Your reply should hold exactly the lines from the one that contains "ok so i need the box for the shrub" through the end of the data. Repeat them word for word.
:: Given entries ::
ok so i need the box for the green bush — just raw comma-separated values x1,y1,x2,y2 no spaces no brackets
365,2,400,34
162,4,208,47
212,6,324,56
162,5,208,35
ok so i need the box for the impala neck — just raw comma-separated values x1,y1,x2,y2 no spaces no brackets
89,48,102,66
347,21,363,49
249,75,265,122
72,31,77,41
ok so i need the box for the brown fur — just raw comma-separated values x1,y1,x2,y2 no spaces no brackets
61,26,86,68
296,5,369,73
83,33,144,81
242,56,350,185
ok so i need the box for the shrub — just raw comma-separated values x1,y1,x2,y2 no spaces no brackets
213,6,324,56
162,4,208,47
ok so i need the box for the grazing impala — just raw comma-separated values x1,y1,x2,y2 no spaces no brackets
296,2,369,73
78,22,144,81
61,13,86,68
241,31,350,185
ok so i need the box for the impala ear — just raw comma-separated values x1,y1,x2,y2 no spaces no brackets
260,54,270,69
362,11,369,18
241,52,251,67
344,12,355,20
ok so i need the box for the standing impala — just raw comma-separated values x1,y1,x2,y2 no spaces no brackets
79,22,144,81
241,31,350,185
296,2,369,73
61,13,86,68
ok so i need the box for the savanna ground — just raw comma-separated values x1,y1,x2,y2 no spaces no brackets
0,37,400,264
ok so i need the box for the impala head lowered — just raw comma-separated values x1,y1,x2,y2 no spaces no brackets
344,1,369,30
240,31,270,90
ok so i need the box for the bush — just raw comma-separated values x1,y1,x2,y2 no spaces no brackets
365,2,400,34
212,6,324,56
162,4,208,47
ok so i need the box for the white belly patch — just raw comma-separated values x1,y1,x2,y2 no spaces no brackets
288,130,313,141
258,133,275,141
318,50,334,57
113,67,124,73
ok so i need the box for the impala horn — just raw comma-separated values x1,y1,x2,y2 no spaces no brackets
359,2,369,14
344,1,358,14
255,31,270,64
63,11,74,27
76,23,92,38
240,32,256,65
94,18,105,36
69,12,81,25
:::
Exercise output:
ok so i need the box for the shrub — just raw comma-separated values x1,y1,x2,y2 no spaces no brackets
213,6,324,56
162,4,208,47
ok so i need the box for the grazing impala — just raw comma-separated values x1,y1,x2,y2 no spaces no brackets
296,2,369,73
78,22,144,81
61,13,86,68
241,31,350,185
ok so i need the box for the impala ear — just raw comma-separated values x1,y1,x2,y2 no spaces no brackets
260,54,270,69
362,11,369,18
241,52,251,67
344,12,355,20
ok so i need the box for the standing impala — just raw comma-separated values x1,y1,x2,y2 no spaces no brackets
79,22,144,81
241,31,350,185
296,2,369,73
61,13,86,68
ok so i need the box for the savanna ground — just raw comma-separated values x1,y1,x2,y2 no spaces no brackets
0,37,400,264
ok so i need the box for the impala head lowered — just raw comma-separated values x1,y1,x2,y2 no spaces no brackets
344,1,369,30
240,31,270,90
ok so i need the box for the bush — just raw comma-separated values x1,y1,x2,y2 no spaces no brackets
365,2,400,34
212,6,324,56
162,4,208,47
ok so i need the box for the white belly patch — just raw comma-separated values x1,y1,x2,y2 no spaces no brackets
288,130,313,141
258,133,275,141
318,50,334,57
113,67,124,73
ok so i need the box for the impala horn — just raw comma-separated values x1,y1,x2,y2 no spaces no brackets
359,2,369,14
344,1,358,14
255,31,270,64
63,11,74,27
76,23,92,38
240,32,256,65
94,18,105,36
69,12,81,25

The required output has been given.